The minute Tu Fawning’s debut album Hearts on Hold opens with I Know You Know, one thought will hit you. Portishead. The debt to Geoff Barrow and co. is glaring in this subtle but infectious tune. But don’t get sucked in right away, this is only one song, and Tu Fawning are not a Portishead rip off.
What you learn quickly about Tu Fawning is that they’ve set their ambitions on conquering all styles. It’s perhaps unsurprising for a group composed entirely of multi-instrumentalists, pulled together by Joe Haege and Corrina Repp. Folks, swing, rock, jazz and more raise their heads along the way, but somehow the etheral, smokey atmospherics keep everything together as one. Just about.
There are moments of brilliance here, but sadly most of them are confined to the first half. After the slow stomp of I Know You Know comes the pulsating The Felt Sense, and the enchanting Diamonds, but this album proves to be frontloaded, and the pace drops, almost suddenly and dramatically, at the midway point.

Information shown
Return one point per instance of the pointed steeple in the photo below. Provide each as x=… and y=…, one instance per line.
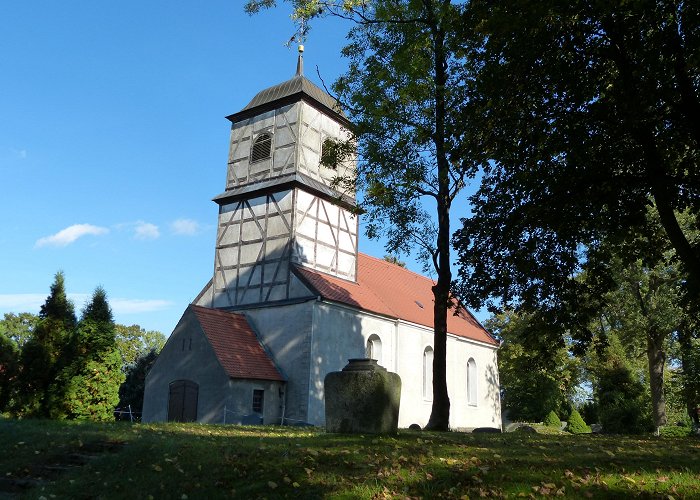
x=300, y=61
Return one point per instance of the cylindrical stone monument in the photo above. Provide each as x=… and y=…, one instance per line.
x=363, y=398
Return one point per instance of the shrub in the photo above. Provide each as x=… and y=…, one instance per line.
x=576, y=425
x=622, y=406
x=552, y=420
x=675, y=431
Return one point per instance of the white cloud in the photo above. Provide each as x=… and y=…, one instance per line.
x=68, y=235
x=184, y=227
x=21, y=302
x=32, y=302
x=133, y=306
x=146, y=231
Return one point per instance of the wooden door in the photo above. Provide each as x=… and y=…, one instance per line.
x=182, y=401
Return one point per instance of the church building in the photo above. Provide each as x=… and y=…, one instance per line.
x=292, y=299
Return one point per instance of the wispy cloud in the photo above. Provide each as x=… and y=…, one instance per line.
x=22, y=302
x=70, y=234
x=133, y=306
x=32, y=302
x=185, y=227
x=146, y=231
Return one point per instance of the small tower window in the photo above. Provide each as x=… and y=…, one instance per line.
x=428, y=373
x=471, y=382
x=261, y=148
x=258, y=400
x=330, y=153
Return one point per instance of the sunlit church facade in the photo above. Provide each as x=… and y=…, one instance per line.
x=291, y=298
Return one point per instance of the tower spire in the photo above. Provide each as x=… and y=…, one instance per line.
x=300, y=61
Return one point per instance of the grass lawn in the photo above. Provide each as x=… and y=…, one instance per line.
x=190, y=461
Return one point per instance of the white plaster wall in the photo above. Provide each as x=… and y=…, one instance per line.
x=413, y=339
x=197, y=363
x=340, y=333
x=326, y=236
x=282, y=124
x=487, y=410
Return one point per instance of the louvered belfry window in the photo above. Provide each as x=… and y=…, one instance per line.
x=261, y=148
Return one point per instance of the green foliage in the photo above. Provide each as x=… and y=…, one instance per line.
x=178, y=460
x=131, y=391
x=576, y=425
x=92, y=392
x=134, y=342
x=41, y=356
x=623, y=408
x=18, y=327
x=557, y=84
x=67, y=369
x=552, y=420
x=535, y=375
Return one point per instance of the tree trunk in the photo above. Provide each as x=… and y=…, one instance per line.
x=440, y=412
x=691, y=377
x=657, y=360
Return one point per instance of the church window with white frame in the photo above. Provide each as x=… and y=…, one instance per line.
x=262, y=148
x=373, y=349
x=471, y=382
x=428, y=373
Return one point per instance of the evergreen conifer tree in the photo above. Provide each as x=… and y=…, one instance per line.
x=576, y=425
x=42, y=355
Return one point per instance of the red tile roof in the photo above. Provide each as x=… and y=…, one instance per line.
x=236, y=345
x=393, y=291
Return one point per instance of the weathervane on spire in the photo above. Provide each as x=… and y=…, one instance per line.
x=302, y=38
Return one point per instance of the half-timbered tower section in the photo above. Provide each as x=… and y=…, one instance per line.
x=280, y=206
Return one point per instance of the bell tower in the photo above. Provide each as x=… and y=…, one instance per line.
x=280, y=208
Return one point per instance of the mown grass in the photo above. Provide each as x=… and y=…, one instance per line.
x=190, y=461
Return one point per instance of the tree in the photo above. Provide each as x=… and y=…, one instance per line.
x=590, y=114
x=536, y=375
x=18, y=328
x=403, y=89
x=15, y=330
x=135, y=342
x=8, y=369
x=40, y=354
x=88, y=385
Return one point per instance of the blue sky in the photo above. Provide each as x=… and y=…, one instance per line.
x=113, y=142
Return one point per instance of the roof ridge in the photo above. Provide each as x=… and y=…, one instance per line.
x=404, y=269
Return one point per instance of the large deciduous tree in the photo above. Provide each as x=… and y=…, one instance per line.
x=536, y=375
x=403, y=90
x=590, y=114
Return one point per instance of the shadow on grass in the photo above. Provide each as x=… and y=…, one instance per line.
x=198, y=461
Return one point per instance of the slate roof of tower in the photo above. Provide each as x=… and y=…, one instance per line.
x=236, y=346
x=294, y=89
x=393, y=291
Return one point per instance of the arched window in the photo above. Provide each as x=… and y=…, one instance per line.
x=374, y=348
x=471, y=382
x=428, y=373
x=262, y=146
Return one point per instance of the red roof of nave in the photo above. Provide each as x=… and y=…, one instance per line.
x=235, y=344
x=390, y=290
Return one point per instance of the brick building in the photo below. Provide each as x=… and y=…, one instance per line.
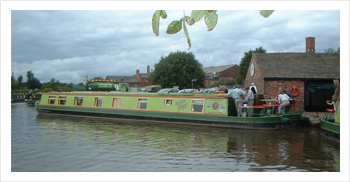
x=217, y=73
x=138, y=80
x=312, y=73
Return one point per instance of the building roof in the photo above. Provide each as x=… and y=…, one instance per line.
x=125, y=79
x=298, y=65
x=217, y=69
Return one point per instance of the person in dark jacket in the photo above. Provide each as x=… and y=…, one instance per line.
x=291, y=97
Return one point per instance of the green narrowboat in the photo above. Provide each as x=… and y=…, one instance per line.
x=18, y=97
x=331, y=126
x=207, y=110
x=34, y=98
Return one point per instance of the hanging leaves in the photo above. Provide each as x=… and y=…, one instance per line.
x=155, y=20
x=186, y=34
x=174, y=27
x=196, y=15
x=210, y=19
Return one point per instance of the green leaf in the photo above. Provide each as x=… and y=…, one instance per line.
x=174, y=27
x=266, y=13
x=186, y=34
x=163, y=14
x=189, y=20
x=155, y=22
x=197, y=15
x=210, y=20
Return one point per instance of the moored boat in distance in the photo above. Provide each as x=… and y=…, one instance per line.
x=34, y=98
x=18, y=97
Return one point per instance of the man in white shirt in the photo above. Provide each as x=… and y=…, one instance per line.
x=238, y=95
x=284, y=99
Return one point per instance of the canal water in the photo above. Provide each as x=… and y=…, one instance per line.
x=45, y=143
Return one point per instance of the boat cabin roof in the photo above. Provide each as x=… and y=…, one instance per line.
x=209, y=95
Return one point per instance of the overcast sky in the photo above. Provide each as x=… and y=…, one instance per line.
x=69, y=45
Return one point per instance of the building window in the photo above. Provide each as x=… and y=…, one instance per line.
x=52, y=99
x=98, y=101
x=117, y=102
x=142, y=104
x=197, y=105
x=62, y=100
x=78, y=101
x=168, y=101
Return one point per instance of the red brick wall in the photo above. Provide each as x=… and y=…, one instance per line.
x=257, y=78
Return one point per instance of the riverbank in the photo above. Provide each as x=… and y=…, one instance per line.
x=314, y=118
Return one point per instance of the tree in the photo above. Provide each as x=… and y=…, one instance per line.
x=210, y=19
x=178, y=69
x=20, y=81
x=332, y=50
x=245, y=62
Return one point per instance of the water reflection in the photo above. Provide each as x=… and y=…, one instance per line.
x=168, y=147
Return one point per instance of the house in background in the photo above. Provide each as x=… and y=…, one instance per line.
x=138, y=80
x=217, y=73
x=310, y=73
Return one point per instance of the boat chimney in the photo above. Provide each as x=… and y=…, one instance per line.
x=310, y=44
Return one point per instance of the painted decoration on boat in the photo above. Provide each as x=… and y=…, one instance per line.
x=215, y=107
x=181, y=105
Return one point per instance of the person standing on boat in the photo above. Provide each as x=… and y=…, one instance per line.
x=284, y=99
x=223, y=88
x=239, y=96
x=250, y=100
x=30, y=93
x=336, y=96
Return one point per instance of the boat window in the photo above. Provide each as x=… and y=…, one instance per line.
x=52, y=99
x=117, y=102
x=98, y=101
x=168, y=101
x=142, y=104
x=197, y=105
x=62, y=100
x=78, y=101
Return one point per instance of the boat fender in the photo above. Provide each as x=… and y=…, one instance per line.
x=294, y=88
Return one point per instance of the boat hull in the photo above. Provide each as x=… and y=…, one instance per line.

...

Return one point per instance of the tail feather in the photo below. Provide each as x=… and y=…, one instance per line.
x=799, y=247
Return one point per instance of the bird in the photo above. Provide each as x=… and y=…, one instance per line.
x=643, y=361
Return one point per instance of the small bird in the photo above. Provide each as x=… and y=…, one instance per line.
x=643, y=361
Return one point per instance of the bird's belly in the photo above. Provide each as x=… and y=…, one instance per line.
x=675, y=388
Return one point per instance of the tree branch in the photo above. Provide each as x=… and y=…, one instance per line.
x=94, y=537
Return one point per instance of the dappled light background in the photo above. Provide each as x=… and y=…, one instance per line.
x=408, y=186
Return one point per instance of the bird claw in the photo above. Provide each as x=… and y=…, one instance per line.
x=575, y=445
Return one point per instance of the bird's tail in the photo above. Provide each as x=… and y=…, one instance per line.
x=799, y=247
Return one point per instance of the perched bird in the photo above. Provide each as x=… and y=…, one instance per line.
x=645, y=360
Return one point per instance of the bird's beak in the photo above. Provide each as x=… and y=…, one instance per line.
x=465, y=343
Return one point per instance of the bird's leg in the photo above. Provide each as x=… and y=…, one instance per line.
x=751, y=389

==

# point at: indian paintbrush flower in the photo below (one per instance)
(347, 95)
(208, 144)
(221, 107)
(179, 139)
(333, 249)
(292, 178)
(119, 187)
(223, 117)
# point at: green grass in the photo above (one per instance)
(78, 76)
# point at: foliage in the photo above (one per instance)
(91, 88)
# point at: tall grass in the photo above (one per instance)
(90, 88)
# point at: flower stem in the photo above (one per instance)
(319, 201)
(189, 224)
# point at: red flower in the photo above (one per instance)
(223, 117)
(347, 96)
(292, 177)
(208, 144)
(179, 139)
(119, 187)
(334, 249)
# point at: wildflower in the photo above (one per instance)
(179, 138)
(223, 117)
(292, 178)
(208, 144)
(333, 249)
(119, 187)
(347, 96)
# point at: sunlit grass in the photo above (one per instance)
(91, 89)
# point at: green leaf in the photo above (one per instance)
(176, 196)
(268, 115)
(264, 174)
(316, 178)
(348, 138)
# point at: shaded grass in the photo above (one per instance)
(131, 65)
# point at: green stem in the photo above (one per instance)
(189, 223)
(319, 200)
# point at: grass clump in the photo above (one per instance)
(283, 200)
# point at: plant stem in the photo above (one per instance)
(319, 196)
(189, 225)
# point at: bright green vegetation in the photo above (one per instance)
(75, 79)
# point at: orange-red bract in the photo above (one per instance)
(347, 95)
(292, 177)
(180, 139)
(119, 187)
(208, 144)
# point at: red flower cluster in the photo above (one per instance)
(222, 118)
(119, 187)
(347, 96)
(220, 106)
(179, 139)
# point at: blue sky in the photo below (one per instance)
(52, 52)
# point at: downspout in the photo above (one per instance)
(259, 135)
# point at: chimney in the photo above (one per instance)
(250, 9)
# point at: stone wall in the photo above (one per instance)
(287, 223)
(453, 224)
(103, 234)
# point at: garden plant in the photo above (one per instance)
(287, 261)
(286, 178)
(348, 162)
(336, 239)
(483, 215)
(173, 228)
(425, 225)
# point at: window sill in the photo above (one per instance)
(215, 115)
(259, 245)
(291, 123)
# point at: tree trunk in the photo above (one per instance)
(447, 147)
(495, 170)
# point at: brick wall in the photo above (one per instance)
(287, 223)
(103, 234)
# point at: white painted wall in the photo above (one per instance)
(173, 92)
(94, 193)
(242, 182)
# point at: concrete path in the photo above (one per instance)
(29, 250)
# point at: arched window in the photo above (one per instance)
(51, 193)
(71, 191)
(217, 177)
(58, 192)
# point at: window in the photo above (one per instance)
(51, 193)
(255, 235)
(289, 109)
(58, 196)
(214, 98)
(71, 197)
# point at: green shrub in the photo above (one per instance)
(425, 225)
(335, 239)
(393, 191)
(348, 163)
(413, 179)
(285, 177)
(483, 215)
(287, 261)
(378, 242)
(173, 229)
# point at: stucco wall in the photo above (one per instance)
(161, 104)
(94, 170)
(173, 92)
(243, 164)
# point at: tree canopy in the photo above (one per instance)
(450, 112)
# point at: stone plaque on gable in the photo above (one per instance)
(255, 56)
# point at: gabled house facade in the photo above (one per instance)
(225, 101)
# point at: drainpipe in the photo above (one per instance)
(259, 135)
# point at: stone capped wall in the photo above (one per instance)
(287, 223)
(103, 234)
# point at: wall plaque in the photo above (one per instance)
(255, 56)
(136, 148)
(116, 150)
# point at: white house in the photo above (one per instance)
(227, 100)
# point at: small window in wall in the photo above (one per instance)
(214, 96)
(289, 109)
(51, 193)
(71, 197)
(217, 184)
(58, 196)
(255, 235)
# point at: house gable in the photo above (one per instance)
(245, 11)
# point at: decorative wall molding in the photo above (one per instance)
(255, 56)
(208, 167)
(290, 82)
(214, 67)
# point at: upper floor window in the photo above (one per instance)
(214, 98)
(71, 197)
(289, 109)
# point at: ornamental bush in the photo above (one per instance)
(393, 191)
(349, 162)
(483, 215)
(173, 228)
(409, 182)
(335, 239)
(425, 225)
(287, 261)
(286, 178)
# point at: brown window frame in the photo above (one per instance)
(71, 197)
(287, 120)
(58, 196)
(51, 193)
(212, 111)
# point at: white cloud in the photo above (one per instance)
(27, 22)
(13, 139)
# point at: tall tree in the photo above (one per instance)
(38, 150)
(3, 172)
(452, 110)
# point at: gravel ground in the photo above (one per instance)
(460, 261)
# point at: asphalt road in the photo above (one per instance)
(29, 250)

Explore the material
**1.** In the album review, which two people pulled Tu Fawning together?
**2.** Continue the review of Tu Fawning's album from where it stops.

Answers for the exercise
**1.** Joe Haege and Corrina Repp.

**2.**
Mouths of Young is three and a half minutes of dirge, which, critically placed at the start of the second half, seems to signal the end of the good stuff. And so it proves, with Hand Grenade and Multiply failing to give the album back its mojo, and you’re hit by the sense that all of the exuberant experiments of the first half have run their course.
Don’t get me wrong. The second half isn’t awful, far from it. But it has nothing of the kaliedoscope of ideas of what came before, and pales in comparison. Its pace is slow, it’s theme is dirge, and it almost sounds like a different album. Some of the life and colour returns for the closer Just Too Much, but by then interest has waned. They say a good album has you reaching to press repeat when it gets to the end, but in this case you only want to get back to the start so you can forget the end.